# Start of STORED RECORDS
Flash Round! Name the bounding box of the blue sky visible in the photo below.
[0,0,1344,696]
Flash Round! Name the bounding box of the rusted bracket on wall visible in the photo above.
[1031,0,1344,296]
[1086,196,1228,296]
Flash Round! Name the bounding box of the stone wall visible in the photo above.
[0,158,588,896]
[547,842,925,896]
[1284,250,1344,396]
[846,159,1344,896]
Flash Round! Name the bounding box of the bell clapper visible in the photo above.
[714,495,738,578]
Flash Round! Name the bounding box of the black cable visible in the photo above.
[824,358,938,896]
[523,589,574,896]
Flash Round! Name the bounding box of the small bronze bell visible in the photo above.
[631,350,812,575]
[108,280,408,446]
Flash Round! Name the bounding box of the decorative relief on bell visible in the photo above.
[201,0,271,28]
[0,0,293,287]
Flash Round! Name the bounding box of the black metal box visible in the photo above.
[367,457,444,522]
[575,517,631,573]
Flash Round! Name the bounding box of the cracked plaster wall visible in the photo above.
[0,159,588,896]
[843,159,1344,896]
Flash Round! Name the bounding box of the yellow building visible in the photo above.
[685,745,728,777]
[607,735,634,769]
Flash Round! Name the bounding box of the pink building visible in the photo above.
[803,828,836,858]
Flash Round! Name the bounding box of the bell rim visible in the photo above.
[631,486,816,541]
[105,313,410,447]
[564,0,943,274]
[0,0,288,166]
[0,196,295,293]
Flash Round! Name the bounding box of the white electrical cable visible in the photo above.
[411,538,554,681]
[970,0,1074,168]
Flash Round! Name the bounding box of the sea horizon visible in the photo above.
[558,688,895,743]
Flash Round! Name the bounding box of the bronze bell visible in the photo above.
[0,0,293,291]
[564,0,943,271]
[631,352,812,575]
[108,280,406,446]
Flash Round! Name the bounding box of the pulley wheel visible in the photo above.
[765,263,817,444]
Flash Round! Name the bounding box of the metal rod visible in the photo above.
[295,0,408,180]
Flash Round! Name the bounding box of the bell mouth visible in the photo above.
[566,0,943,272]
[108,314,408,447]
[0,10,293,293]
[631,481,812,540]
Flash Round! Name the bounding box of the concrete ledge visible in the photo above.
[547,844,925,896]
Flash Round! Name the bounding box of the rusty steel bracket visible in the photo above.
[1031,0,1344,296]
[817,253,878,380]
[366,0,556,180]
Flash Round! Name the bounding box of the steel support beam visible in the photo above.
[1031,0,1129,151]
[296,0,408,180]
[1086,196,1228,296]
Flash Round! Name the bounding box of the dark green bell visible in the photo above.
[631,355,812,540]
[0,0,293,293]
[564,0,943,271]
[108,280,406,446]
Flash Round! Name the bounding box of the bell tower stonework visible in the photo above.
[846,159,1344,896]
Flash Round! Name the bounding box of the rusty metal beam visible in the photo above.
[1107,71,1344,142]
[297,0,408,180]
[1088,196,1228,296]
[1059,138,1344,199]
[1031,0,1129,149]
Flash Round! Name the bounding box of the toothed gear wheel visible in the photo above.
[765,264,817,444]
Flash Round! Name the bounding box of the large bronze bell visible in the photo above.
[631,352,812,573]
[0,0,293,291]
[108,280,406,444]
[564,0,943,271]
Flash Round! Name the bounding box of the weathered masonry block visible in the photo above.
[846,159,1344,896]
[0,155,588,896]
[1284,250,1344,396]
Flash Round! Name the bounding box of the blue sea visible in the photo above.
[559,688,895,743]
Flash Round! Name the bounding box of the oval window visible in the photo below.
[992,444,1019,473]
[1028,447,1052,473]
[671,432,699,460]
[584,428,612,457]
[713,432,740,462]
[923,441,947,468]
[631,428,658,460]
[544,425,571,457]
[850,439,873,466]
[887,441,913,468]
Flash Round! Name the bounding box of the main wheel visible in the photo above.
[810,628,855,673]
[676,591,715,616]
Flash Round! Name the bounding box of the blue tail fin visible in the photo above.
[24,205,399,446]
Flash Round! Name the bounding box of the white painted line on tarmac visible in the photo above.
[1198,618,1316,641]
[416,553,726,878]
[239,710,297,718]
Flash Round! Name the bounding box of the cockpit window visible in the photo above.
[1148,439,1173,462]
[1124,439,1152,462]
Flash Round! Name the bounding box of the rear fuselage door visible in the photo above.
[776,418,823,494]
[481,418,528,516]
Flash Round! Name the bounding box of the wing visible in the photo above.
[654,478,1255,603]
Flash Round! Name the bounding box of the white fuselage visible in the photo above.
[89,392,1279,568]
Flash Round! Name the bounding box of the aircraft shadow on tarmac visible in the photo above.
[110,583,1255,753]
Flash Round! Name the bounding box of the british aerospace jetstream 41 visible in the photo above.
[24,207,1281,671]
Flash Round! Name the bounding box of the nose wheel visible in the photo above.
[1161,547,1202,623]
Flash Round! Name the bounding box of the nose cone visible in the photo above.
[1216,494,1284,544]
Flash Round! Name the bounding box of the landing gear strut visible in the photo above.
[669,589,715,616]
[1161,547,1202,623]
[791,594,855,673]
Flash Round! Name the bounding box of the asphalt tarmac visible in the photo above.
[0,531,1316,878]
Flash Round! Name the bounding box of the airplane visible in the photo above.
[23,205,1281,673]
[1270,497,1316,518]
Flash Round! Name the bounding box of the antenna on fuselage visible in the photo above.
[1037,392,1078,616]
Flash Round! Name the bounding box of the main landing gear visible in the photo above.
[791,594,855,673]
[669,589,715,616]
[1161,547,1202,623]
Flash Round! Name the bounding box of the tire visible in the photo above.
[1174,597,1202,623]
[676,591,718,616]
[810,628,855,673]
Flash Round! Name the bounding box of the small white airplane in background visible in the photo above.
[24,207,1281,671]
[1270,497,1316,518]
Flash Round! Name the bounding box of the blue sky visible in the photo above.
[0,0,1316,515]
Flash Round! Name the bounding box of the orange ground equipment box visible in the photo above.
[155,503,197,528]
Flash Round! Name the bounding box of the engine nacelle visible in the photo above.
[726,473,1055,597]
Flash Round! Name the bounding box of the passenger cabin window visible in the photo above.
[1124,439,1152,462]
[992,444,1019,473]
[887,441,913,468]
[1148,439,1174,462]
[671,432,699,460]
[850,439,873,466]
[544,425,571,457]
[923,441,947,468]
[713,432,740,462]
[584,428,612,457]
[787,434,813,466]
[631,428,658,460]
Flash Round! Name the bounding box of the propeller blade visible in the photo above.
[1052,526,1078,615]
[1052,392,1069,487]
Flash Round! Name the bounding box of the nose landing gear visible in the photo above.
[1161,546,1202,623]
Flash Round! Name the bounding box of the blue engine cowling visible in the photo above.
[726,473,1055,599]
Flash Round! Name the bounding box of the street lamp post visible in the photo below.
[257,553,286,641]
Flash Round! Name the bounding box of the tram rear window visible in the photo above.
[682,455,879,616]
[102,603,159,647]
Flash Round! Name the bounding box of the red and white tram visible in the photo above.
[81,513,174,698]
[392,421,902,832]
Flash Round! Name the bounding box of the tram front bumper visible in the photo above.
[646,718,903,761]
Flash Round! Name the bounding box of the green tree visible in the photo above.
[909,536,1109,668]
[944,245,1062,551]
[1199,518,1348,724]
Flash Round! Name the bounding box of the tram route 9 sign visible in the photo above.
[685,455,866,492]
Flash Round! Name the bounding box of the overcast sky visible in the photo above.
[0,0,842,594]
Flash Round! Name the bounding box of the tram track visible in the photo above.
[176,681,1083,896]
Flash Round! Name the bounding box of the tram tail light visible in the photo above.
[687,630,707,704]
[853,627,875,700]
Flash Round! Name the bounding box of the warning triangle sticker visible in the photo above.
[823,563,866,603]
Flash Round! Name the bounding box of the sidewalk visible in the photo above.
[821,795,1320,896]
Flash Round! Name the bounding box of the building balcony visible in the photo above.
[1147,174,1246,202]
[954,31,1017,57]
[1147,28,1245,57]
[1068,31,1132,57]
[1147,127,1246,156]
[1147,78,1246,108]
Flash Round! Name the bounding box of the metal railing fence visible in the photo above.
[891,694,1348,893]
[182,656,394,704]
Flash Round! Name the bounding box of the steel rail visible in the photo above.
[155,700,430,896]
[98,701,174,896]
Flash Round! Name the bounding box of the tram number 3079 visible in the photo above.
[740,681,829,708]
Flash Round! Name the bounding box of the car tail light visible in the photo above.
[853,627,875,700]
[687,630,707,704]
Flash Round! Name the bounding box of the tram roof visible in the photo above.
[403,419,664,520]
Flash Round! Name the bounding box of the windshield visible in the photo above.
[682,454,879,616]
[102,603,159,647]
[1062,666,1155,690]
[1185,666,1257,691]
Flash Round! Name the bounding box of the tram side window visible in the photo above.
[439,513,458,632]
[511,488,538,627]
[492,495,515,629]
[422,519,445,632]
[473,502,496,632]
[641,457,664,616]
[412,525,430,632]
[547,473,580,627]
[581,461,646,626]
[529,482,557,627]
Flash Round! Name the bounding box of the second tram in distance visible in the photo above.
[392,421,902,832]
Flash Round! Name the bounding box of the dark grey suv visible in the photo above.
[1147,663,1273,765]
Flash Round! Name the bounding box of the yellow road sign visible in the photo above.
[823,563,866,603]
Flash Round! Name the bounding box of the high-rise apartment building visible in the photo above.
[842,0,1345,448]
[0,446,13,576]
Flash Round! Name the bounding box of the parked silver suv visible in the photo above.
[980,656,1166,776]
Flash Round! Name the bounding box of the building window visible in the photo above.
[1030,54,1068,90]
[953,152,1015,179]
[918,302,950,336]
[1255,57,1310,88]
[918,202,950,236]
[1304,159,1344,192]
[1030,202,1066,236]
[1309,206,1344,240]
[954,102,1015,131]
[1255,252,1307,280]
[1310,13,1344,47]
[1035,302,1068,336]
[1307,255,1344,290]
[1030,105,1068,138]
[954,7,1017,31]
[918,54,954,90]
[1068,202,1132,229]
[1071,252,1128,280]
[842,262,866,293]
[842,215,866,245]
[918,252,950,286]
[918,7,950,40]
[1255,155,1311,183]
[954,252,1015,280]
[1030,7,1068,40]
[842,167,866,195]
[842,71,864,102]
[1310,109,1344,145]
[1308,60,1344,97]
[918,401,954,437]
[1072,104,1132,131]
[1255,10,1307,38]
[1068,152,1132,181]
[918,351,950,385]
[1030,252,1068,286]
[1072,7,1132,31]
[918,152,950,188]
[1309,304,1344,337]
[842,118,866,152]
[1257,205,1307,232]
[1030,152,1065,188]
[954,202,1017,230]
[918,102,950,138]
# End of STORED RECORDS
» **PROBLEM DESCRIPTION**
Write out every line from the one containing "Flash Round! Name the bounding box of the windshield" down to the one containing "[1185,666,1257,691]", and shift each bounding-box coordinate up by 64.

» **SOLUTION TO THIS EXERCISE**
Flash Round! Name the bounding box of the windshield visible in the photo above.
[746,518,943,680]
[166,667,223,711]
[1126,730,1219,754]
[1249,730,1321,755]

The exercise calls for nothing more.